===== INPUT =====
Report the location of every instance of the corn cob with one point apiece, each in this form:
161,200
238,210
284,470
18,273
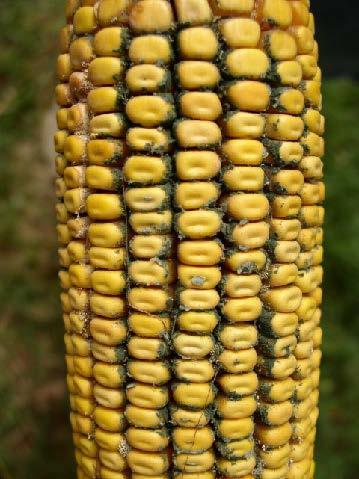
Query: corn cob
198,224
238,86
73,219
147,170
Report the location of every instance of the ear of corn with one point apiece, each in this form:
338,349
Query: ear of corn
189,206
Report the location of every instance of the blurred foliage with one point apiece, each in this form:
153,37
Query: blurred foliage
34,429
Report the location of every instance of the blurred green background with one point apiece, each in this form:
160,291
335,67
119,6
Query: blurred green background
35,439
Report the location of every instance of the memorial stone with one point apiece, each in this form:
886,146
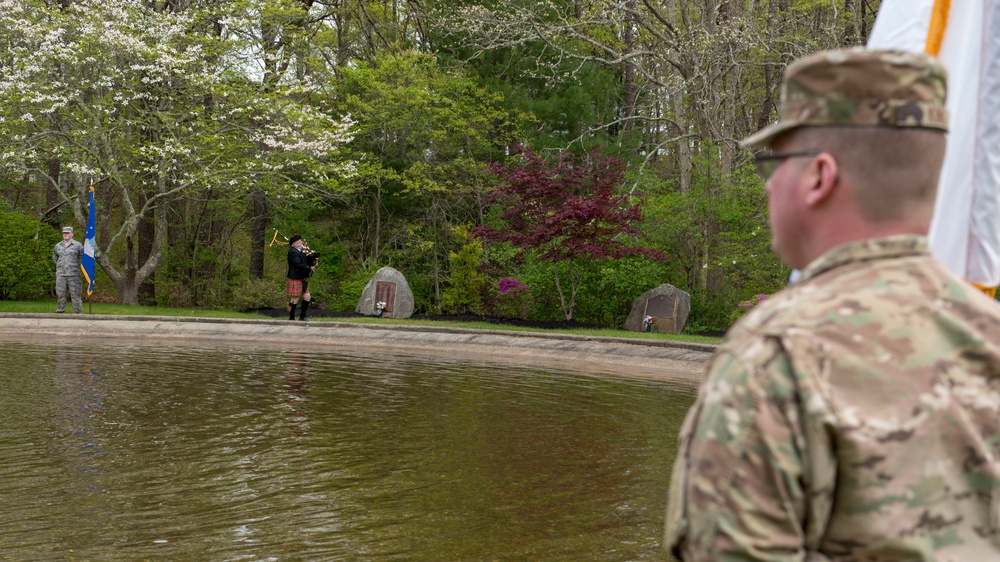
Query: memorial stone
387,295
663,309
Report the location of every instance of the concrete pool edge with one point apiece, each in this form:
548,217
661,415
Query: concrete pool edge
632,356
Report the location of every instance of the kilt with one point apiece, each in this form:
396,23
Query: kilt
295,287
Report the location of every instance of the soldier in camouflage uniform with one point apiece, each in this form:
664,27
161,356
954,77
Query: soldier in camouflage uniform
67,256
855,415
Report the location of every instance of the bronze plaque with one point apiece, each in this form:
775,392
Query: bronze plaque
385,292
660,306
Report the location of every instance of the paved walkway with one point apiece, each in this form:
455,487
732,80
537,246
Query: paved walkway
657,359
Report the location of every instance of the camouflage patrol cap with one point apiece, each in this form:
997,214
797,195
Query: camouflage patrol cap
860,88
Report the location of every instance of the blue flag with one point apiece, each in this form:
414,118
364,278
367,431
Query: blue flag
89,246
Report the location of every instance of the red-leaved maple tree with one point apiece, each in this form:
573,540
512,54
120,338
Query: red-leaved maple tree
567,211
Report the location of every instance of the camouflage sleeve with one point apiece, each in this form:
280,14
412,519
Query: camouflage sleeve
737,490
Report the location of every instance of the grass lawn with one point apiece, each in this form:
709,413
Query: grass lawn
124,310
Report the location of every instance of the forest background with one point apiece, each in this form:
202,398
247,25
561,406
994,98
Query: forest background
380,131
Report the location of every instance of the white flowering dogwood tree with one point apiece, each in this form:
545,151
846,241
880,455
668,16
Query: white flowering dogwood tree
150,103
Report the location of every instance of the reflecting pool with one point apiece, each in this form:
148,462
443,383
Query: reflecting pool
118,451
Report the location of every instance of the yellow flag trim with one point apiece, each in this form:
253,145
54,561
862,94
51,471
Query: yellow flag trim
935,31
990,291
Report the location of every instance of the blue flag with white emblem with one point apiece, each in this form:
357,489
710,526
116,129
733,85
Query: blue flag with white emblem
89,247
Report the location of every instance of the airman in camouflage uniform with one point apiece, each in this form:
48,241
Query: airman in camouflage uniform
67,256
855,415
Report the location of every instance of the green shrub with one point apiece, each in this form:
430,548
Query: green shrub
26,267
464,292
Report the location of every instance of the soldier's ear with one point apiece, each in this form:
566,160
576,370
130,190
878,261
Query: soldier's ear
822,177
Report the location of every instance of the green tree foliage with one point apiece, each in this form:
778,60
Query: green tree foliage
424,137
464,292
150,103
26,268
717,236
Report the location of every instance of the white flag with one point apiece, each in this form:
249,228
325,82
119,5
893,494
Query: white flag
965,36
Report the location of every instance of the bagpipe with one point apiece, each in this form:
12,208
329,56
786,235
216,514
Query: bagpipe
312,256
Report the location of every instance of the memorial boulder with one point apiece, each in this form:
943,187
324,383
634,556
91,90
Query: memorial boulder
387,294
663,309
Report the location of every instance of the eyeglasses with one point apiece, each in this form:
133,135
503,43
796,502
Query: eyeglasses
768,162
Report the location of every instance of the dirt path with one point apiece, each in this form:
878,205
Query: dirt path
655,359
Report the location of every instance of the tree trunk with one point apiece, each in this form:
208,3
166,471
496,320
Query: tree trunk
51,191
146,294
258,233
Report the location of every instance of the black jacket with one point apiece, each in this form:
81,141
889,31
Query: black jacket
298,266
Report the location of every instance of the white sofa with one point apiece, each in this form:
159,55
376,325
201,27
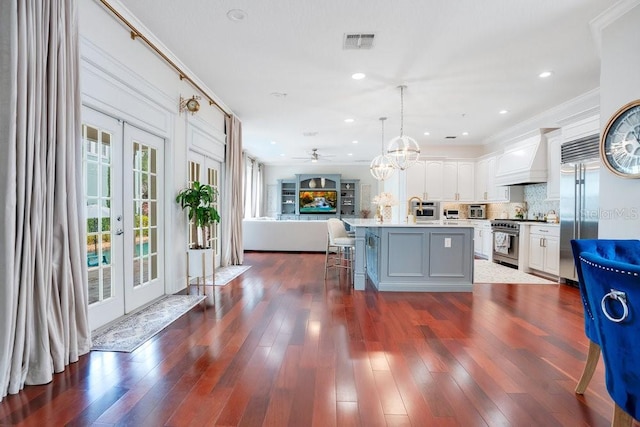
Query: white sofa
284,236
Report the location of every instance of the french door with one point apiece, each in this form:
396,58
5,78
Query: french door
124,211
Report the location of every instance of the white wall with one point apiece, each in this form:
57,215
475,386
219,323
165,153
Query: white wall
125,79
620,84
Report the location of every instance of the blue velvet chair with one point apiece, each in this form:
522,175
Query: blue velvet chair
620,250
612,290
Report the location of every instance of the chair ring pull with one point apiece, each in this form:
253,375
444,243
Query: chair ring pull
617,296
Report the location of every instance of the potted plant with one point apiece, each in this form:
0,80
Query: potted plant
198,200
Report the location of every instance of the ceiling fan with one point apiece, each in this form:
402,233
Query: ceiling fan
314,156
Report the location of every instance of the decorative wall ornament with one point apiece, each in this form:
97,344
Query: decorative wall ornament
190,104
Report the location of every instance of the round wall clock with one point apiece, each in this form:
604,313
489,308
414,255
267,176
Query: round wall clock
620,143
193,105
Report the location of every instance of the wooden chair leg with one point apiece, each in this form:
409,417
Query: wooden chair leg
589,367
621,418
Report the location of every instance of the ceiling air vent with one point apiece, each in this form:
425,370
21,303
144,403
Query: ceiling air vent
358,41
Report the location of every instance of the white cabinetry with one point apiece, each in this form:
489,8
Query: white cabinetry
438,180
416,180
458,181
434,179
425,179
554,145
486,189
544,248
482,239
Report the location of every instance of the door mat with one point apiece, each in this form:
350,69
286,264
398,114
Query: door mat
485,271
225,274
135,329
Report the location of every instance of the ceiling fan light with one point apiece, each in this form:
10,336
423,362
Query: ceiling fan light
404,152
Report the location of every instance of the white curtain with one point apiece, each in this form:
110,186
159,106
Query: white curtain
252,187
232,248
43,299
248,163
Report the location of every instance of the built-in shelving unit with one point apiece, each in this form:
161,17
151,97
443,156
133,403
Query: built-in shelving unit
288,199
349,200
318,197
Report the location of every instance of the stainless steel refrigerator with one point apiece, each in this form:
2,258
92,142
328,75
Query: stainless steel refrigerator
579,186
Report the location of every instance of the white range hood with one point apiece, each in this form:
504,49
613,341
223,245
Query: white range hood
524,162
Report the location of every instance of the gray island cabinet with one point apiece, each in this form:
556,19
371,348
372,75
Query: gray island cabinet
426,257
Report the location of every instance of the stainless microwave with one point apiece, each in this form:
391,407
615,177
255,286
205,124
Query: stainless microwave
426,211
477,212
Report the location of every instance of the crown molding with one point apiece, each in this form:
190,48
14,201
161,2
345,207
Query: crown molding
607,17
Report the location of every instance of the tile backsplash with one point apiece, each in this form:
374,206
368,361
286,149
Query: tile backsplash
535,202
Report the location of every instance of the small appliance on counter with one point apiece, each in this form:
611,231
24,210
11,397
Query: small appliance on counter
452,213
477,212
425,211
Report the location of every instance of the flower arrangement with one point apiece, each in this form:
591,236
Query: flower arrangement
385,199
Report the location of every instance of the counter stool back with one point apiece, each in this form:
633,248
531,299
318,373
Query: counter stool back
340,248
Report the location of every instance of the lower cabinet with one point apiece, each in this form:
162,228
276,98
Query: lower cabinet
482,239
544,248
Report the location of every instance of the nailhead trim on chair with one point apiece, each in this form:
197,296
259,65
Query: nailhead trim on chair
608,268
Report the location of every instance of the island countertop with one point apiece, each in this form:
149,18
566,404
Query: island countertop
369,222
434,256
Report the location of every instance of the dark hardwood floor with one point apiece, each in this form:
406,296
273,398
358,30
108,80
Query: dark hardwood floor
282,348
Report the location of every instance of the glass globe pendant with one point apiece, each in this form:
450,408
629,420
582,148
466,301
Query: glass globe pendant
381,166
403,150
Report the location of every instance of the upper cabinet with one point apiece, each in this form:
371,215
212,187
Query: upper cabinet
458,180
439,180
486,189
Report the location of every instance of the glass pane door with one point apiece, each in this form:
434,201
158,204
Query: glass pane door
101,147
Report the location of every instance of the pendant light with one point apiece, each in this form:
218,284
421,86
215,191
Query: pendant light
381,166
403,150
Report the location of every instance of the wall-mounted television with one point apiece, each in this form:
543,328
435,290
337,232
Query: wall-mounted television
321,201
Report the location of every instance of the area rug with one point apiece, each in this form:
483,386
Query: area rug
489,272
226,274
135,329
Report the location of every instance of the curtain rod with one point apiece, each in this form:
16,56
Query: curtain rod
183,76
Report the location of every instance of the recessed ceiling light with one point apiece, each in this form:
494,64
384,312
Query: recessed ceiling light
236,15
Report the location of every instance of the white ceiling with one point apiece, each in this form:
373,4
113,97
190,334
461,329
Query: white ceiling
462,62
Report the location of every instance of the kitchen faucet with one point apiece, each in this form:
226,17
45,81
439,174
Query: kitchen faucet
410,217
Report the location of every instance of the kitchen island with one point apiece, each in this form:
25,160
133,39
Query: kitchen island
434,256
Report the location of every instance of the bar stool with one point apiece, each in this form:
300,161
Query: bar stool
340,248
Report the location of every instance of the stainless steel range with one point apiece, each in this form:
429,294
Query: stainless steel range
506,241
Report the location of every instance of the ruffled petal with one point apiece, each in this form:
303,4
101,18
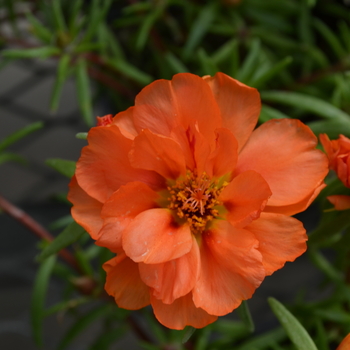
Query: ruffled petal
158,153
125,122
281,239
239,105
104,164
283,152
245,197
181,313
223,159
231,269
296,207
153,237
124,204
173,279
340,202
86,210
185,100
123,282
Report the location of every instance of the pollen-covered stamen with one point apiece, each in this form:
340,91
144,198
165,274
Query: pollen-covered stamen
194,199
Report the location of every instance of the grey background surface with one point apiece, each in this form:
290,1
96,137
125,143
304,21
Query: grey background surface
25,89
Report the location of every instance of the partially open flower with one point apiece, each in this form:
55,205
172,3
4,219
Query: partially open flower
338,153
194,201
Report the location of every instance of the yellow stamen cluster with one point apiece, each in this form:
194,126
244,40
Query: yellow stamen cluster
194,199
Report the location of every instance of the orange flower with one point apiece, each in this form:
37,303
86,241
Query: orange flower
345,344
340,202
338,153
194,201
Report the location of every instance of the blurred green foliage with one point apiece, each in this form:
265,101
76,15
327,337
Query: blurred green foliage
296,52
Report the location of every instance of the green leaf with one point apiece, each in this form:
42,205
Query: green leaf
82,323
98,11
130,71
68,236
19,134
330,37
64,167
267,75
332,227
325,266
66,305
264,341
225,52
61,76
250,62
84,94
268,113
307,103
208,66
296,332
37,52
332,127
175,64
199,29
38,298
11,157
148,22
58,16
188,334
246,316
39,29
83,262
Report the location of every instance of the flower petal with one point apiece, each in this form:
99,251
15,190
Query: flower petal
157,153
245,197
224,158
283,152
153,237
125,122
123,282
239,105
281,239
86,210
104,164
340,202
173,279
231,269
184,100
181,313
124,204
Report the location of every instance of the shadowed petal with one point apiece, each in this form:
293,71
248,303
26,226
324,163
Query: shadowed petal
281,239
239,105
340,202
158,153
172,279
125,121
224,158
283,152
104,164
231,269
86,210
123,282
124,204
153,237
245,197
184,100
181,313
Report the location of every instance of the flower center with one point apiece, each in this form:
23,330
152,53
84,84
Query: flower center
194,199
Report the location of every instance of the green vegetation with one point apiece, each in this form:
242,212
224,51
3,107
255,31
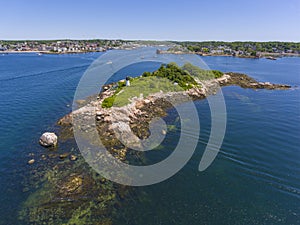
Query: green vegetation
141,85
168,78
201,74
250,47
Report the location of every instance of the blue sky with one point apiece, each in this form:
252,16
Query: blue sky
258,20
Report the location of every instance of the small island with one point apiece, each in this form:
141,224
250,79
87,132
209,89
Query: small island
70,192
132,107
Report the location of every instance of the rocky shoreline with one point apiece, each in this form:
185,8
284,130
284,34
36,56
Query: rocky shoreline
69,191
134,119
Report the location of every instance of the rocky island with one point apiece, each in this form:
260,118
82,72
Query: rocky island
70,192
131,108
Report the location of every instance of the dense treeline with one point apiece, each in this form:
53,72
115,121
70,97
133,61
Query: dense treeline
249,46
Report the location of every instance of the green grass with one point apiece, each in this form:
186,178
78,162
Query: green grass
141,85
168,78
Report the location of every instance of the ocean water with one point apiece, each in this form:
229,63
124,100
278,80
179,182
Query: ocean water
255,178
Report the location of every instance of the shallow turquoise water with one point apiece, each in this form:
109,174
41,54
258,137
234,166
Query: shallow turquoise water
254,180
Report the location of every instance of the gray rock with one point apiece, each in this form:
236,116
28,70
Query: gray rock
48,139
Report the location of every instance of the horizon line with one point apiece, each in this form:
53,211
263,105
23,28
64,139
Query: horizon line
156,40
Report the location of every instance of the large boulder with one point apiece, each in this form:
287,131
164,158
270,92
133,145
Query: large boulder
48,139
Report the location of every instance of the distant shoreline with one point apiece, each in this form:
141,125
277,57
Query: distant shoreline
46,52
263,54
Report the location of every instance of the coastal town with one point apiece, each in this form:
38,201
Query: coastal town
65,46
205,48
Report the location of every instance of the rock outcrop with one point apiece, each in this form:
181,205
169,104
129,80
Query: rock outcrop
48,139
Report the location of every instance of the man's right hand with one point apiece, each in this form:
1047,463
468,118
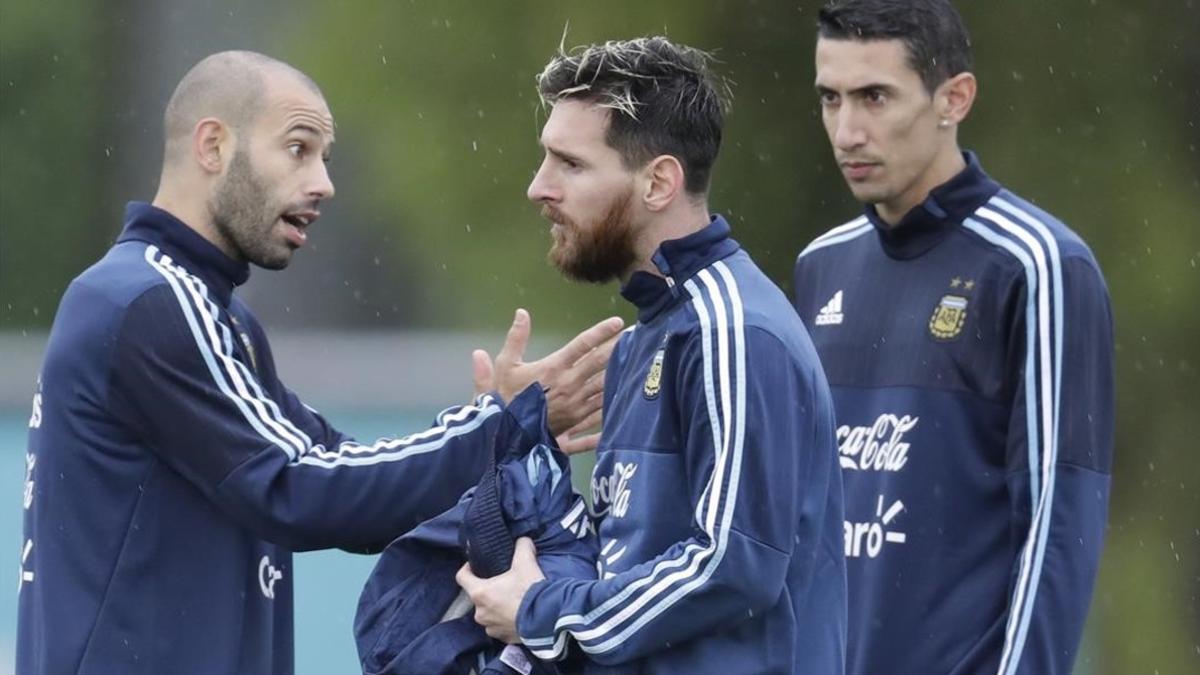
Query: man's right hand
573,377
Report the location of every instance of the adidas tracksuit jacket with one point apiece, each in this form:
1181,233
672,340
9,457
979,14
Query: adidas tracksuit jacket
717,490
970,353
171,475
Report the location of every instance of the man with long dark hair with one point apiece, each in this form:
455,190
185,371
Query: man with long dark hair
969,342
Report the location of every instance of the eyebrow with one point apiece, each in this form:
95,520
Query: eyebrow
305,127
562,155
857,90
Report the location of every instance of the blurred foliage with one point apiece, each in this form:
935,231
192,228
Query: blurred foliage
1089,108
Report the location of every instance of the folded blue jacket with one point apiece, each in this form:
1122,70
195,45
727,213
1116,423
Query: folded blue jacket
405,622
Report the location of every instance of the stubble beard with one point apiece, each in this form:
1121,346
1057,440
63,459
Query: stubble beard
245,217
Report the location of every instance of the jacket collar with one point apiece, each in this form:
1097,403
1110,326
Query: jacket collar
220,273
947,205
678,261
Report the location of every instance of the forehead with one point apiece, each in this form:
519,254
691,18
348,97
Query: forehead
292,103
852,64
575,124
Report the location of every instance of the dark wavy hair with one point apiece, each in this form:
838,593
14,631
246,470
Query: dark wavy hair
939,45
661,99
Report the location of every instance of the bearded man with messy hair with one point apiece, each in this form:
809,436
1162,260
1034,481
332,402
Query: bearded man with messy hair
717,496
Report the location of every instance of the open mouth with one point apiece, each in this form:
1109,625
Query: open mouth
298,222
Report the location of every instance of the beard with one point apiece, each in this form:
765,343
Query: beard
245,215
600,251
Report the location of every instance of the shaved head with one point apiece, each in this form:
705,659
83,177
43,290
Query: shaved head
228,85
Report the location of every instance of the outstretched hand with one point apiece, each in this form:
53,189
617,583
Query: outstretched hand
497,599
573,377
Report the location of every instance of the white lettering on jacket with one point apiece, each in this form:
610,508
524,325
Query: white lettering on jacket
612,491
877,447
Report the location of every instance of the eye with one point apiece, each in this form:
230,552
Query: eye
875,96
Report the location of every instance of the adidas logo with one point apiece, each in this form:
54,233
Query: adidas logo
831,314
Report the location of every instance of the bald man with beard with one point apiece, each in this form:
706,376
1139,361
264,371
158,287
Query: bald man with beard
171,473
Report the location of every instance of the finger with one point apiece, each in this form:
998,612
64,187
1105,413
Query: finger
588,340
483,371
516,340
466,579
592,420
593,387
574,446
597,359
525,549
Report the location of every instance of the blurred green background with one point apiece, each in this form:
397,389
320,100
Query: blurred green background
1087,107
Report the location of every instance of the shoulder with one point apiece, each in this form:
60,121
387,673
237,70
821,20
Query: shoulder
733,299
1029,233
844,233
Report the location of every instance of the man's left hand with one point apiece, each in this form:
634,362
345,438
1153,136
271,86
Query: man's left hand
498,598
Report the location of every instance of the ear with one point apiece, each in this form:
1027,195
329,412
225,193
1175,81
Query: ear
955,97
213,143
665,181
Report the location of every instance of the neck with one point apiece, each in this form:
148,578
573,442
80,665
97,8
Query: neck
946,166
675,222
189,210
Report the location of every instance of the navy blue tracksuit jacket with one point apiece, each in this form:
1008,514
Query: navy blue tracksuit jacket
=====
THE PROBLEM: Exactly reproduce the lines that run from the line with "Report the location of every instance of the shaved" through the last line of the records, inclusive.

TASK RESPONSE:
Report the location of every instance of the shaved head with one point apiece, each in this form:
705,659
83,177
43,290
Query: shaved head
228,85
Report the location of every instance of the outstretched hand with one point apiece, each in this form:
53,189
617,583
Query: outstretched hand
497,599
573,377
Report the location of every instance of the white lettering on jacket with one point apiece, each in this form:
610,508
524,325
Query: white lettering on jacket
612,491
877,447
Report the location of every instance of the eye with one point apiece, each in this form:
230,552
Query: eye
875,96
Report the location of every instance of the adidas logo with one point apiece, each in this form:
54,233
Query: adidas logo
831,314
Report the location of every instance of the bald man with beard with one point apiece, each in this form:
706,376
1139,361
264,371
158,287
Query: bald man with beard
171,473
Report the location of every instance of the finger with one point apiece, each in this form:
998,612
64,187
1105,413
Query: finger
588,340
483,371
516,340
466,579
592,420
593,387
574,446
597,359
525,549
Report the location of every instance of the blurred green background with one point apiece, each in this form:
397,389
320,100
Query: blurred green background
1087,107
Report the location of every instance of the shoulder with one point apiece, each in this form:
60,121
387,673
237,70
821,20
Query: shoulder
733,299
1029,233
844,233
Report the location of every instance of the man's left hand with one point apiece, each in this form:
634,362
345,438
1153,136
271,86
Query: man's left hand
498,598
Report the location of every instance of the ear with one point apiece, each in this form:
1027,195
329,412
225,193
1175,81
Query: ear
955,97
213,143
665,181
Report the location of every instance of the neck with one point apiece, each in this form:
148,578
573,442
80,665
97,8
Query: neck
946,166
675,222
189,210
Report the location of every instance of the navy blue tracksuit jacket with one point apiece, each in this form:
1008,514
Query: navy blue tracksuit jacket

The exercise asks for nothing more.